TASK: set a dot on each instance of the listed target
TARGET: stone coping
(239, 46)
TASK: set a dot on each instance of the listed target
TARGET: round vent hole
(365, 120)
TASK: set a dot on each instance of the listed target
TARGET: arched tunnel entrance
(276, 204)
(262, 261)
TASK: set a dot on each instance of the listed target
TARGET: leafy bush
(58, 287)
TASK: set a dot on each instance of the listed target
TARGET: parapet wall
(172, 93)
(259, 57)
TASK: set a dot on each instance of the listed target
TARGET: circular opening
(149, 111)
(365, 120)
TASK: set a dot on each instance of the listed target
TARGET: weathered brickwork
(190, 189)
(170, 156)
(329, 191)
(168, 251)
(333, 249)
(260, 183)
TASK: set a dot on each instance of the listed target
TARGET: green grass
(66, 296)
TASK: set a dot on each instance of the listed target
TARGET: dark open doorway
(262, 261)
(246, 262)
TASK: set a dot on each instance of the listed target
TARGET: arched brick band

--

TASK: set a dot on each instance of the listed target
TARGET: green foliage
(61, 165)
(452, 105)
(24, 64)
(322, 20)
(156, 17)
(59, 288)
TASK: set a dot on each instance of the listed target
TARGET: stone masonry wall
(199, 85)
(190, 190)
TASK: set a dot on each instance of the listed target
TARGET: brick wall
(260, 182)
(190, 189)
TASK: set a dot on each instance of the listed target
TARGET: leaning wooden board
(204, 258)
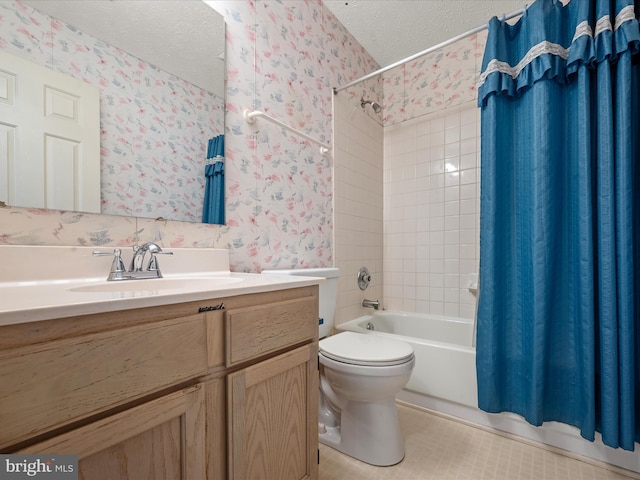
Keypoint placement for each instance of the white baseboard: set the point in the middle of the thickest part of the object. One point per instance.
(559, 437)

→ **ASSIGNED TASK**
In the listing above, the lines from the one containing "TARGET: green grass" through the one containing "TARGET: arched brick band" must be set down exactly, with no other lines.

→ **FINISHED EXERCISE**
TARGET: green grass
(66, 296)
TASK: set a dot on each instance of the listed target
TARGET: dark open doorway
(262, 261)
(246, 262)
TASK: set a dot on each instance of the listed target
TARGET: arched brick band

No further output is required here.